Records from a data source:
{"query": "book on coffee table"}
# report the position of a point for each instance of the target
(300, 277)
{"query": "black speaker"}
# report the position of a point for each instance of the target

_EXERCISE DIRECTIONS_
Nothing but a number is expected here: how many lines above include the string "query".

_RESULT OF THIS TASK_
2